Exercise instructions
Copy the data precisely, keeping every character.

[start Material]

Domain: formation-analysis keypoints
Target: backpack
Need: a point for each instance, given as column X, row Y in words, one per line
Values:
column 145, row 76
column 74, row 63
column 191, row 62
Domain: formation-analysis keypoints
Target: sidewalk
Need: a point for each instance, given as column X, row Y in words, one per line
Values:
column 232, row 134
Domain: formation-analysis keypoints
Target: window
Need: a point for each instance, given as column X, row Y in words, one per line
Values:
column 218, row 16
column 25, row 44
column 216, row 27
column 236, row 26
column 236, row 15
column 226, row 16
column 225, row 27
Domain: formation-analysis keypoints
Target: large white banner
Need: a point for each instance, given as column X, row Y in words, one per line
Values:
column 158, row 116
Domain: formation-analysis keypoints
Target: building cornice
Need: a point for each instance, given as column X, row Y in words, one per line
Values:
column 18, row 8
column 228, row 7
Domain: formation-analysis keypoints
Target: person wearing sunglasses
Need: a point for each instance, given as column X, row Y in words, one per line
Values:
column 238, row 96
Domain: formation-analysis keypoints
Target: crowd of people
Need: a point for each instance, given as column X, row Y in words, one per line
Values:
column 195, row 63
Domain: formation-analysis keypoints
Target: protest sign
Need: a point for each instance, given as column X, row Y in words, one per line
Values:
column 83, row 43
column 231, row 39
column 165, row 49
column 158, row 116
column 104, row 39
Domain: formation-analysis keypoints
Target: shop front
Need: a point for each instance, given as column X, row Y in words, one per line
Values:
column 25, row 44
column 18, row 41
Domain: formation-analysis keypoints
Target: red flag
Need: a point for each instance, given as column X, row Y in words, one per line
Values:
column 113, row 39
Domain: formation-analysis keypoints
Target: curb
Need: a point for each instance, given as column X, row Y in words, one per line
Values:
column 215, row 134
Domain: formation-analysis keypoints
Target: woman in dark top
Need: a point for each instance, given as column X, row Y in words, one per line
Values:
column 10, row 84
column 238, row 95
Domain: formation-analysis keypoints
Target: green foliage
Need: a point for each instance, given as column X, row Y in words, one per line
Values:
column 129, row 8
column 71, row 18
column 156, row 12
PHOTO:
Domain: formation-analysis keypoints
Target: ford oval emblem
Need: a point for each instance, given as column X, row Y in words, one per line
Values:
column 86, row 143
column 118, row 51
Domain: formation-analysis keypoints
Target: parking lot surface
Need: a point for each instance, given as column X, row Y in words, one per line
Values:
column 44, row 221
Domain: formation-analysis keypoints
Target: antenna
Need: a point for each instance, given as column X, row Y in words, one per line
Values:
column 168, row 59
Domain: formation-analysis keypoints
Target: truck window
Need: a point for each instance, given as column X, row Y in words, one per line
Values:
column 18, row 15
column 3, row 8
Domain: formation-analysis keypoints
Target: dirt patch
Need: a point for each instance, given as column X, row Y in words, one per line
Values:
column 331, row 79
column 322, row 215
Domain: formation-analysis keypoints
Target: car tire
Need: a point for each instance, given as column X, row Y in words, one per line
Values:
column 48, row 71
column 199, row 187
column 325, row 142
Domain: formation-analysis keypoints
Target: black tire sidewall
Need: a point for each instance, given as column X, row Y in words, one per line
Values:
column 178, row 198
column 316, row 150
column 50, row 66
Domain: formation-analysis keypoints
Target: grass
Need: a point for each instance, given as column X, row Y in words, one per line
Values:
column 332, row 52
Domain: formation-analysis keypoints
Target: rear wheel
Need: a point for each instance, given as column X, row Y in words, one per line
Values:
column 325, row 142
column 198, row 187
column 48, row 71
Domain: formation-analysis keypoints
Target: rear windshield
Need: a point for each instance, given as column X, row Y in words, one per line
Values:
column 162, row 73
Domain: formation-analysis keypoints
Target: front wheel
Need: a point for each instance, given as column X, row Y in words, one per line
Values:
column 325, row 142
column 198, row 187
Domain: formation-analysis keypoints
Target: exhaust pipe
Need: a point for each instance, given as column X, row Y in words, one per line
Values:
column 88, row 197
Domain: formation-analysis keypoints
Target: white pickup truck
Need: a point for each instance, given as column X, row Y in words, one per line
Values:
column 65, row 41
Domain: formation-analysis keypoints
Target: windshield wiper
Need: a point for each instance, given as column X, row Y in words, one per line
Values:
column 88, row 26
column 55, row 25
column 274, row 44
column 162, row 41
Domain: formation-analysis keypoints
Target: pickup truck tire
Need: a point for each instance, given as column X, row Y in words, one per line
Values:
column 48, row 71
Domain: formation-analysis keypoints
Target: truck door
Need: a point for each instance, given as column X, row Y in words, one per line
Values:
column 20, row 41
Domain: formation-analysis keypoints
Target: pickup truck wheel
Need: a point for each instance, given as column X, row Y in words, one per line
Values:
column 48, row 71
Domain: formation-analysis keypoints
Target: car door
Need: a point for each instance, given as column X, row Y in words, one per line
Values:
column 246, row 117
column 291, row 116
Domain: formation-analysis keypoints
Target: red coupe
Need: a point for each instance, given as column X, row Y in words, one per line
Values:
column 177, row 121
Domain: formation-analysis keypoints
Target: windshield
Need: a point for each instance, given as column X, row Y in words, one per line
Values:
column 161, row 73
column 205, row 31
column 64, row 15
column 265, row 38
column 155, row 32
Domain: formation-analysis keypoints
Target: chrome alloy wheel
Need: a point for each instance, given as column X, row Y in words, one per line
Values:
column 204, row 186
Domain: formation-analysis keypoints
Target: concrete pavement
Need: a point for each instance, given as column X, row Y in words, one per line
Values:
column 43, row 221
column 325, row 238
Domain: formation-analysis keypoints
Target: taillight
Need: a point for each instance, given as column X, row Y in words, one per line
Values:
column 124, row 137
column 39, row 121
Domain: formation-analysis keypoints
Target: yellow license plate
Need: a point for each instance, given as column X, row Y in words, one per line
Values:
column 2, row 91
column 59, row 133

[end Material]

The result
Domain: formation-analysis keypoints
Target: backpack
Need: a point for each instance, given as column X, row Y in words, one per line
Values:
column 145, row 76
column 74, row 63
column 191, row 62
Domain: formation-analysis keypoints
Target: sidewalk
Need: a point for each instance, given as column X, row Y in words, one per line
Values:
column 232, row 134
Domain: formation-analysis keypoints
Target: window
Need: a point for each instance, given as column X, row Y in words, one per line
Values:
column 218, row 16
column 25, row 44
column 216, row 27
column 236, row 26
column 236, row 15
column 226, row 16
column 225, row 27
Domain: formation-analysis keypoints
Target: large white banner
Need: a point for each instance, given as column X, row Y in words, one per line
Values:
column 158, row 116
Domain: formation-analysis keypoints
Target: building cornice
Need: a point for each instance, given as column X, row Y in words, one per line
Values:
column 18, row 8
column 228, row 7
Domain: formation-analysis keypoints
Target: person wearing sunglasses
Need: a point for each instance, given as column X, row Y in words, one per line
Values:
column 238, row 96
Domain: formation-analysis keypoints
Target: crowd of people
Need: a point for each instance, given as column X, row Y in words, one per line
Values:
column 195, row 63
Domain: formation-analysis keypoints
Target: protest sign
Need: a point for each instance, given as column X, row Y in words, one per line
Values:
column 83, row 43
column 231, row 39
column 165, row 49
column 158, row 116
column 104, row 39
Domain: formation-analysis keypoints
Target: shop front
Need: a point for each instance, given as column X, row Y in words, one per line
Values:
column 25, row 44
column 18, row 41
Domain: formation-analysis keypoints
Target: red flag
Need: a point for each instance, given as column X, row Y in words, one per line
Values:
column 113, row 39
Domain: formation-analysis keypoints
Target: curb
Need: a point for each instance, given as column X, row Y in words, one per line
Values:
column 215, row 134
Domain: formation-analysis keypoints
Target: woman in dark top
Need: a point for each instance, given as column X, row Y in words, one per line
Values:
column 10, row 84
column 238, row 95
Domain: formation-analysis keypoints
Target: green foliage
Need: a point for each instance, given as column X, row Y in words, one per line
Values:
column 129, row 8
column 71, row 18
column 156, row 12
PHOTO:
Domain: formation-analysis keypoints
Target: ford oval emblem
Need: a point for each instance, given as column X, row Y in words, one per line
Values:
column 86, row 143
column 118, row 51
Domain: formation-analysis keypoints
Target: parking lot surface
Need: a point for each instance, given as column X, row Y in words, one per line
Values:
column 44, row 221
Domain: formation-analysis keypoints
Target: antenna
Need: a point for each instance, given as column X, row Y in words, one per line
Values:
column 168, row 59
Domain: formation-analysis keypoints
Target: truck window
Need: a point for each instance, given as column X, row Y in words, one per line
Values:
column 18, row 15
column 3, row 8
Domain: formation-analysis keypoints
Target: dirt patch
Need: a point for each instance, given as column X, row Y in words, one per line
Values:
column 331, row 79
column 322, row 215
Domain: formation-analysis keypoints
Target: car tire
Need: a point for each instance, given as column X, row Y in words, one per line
Values:
column 48, row 71
column 199, row 187
column 325, row 142
Domain: formation-analysis keypoints
Target: black tire sidewall
Need: a point for each instance, given as column X, row Y in words, one per line
Values:
column 178, row 198
column 316, row 150
column 50, row 66
Domain: formation-analysis keypoints
Target: grass
Need: a point for each instance, given as column X, row Y in words, one per line
Values:
column 332, row 52
Domain: formation-analysis keypoints
Target: rear wheel
Need: a point for each instance, given as column X, row Y in words, one per line
Values:
column 325, row 142
column 198, row 187
column 48, row 71
Domain: formation-analysis keypoints
Target: rear windshield
Need: a point for each instance, given as column X, row Y in words, one per line
Values:
column 162, row 73
Domain: formation-analysis keypoints
Target: front wheel
Need: a point for each instance, given as column X, row Y in words, one per line
Values:
column 325, row 142
column 198, row 187
Domain: formation-analysis keypoints
Target: exhaust pipe
Need: a point for each instance, given as column X, row Y in words, one per line
Values:
column 88, row 197
Domain: formation-analysis keypoints
Target: white pickup truck
Need: a point for each instance, given as column X, row Y in words, one per line
Values:
column 65, row 41
Domain: formation-analysis keypoints
Target: windshield wiper
Need: a point for each instance, given as column X, row Y in words, one per line
Values:
column 88, row 26
column 55, row 25
column 274, row 44
column 162, row 41
Domain: formation-analysis keypoints
Target: pickup truck tire
Need: a point for each instance, given as column X, row Y in words, one per line
Values:
column 48, row 71
Domain: formation-analysis keypoints
Target: truck door
Need: a point for each instance, given as column X, row Y in words, one per line
Values:
column 20, row 41
Domain: formation-analysis keypoints
Target: pickup truck wheel
Need: a point for each instance, given as column X, row Y in words, one per line
Values:
column 48, row 71
Domain: formation-analysis keypoints
Target: car door
Need: a point for each instance, given as column X, row Y in words, one per line
Values:
column 246, row 117
column 291, row 116
Domain: formation-analysis keypoints
Target: red coupe
Need: a point for each instance, given as column X, row Y in words, one per line
Values:
column 177, row 121
Domain: formation-analysis keypoints
Target: windshield
Need: a point for each instance, given as column X, row Y in words, one per line
Values:
column 161, row 73
column 205, row 31
column 64, row 15
column 265, row 38
column 155, row 32
Domain: formation-analysis keypoints
Target: chrome alloy wheel
Need: a point for each instance, given as column X, row Y in words, one per line
Values:
column 204, row 186
Domain: formation-analysis keypoints
Target: concrete pavement
Need: a point for each instance, given as column X, row Y in words, one per line
Values:
column 43, row 221
column 325, row 238
Domain: formation-analysis keypoints
Target: taillight
Need: a point for each instance, given as column X, row Y in words, one per line
Values:
column 124, row 137
column 39, row 121
Domain: formation-analysis keypoints
Target: yellow license plate
Need: a point for each instance, given as column X, row Y in words, one per line
Values:
column 2, row 91
column 59, row 133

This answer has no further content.